- **Tasks for this exercise**
(a) Retype the part of the passage on thawing frozen meat that opens with "Note: To prevent" and closes with "a day or so.".
(b) According to the passage on thawing frozen meat, how should larger items be thawed?

- **Provided passage**

※

If the only thing standing between you and a hot meal is a hunk of frozen chicken, try one of these no-fail techniques.*
In a Bowl of Water
This quick-thaw method, preferred by the Real Simple test kitchen, is the gentlest technique and takes 15 to 30 minutes. Fill a large bowl with cold water (resist the temptation to use hot or you’ll encourage the growth of bacteria, as well as“cook” the outside of the meat). Place the meat in a resealable plastic bag and the bag in the water, fully submerging it. Let sit, changing the water with fresh cold water as it warms. Once the pieces are defrosted enough to be separated, pull them apart. (The rest of the thawing will go more quickly.) Continue until the meat is fully thawed.
In the Microwave
This method is fast, averaging 5 to 10 minutes, but requires attention. Otherwise you’ll risk sliding into semicooked territory and your dinner will be tough and stringy. Consult the owner’s manual of your microwave to find the code for the type of meat you’re thawing and its weight. Check the progress of the food periodically and remove it as soon as it’s defrosted. For best results, position thinner portions of meat in the center of the microwave, where they’re less likely to overcook.
Note: To prevent the growth of bacteria, cook all meat immediately after thawing.
*Quick defrosting works best with small- to medium-size pieces of meat, such as chicken parts, steaks, and chops. Larger items should be thawed in the refrigerator over the course of a day or so.

※

- **Stored records**
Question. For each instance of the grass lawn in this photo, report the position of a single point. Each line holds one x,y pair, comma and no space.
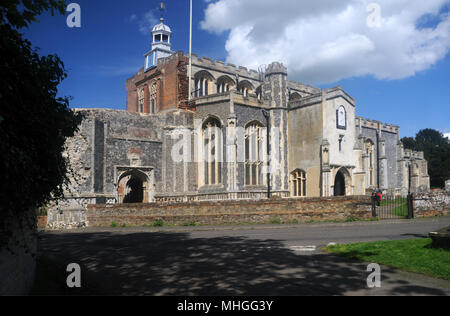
413,255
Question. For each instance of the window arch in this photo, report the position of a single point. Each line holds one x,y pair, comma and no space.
245,87
212,143
224,84
254,154
153,98
341,117
141,100
203,79
259,93
298,183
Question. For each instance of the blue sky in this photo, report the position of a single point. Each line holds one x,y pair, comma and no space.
411,91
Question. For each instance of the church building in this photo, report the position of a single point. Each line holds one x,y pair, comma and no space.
236,134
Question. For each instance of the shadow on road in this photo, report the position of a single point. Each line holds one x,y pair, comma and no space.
176,264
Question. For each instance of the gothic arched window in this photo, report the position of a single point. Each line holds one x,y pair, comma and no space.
341,118
224,84
245,88
141,100
254,153
201,84
212,152
369,151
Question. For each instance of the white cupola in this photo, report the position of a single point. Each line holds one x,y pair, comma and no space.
161,46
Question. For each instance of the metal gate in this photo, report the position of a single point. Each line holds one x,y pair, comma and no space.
393,207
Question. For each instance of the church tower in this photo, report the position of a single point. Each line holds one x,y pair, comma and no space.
161,46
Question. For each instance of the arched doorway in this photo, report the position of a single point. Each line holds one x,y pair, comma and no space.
339,184
133,187
135,191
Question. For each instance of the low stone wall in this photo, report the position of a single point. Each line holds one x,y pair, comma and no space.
232,212
434,203
66,219
18,247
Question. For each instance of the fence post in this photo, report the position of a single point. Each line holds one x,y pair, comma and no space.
410,206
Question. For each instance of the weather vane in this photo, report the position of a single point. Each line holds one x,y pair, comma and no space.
162,9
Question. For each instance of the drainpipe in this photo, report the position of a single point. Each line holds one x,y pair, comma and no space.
267,116
378,159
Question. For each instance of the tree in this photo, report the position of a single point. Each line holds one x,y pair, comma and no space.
34,122
436,150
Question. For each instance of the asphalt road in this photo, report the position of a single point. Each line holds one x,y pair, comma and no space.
245,260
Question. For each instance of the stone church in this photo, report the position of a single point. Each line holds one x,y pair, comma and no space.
241,134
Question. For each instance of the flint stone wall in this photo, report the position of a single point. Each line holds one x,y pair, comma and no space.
435,203
231,212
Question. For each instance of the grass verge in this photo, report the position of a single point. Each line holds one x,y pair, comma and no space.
413,255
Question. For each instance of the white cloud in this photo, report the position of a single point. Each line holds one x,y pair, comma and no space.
322,41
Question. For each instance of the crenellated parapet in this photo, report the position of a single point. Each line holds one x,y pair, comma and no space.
302,88
373,124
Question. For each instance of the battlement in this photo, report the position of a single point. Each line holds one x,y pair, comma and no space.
225,67
377,125
411,154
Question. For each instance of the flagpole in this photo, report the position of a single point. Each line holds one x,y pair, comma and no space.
190,54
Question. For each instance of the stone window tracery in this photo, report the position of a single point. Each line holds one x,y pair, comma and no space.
254,153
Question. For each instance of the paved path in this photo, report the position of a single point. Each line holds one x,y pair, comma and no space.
255,260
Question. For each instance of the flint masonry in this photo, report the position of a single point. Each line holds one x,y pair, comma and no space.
318,146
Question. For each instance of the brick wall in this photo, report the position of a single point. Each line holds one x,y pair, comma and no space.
231,212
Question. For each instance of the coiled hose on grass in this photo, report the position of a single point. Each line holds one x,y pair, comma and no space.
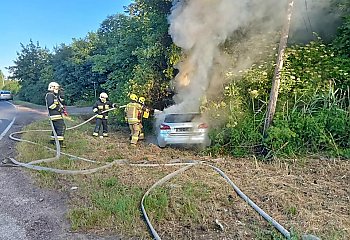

※

- **Results of the exercise**
(a)
Note: To prevent the growth of bacteria, cook all meat immediately after thawing.
*Quick defrosting works best with small- to medium-size pieces of meat, such as chicken parts, steaks, and chops. Larger items should be thawed in the refrigerator over the course of a day or so.

(b) In the refrigerator over the course of a day or so.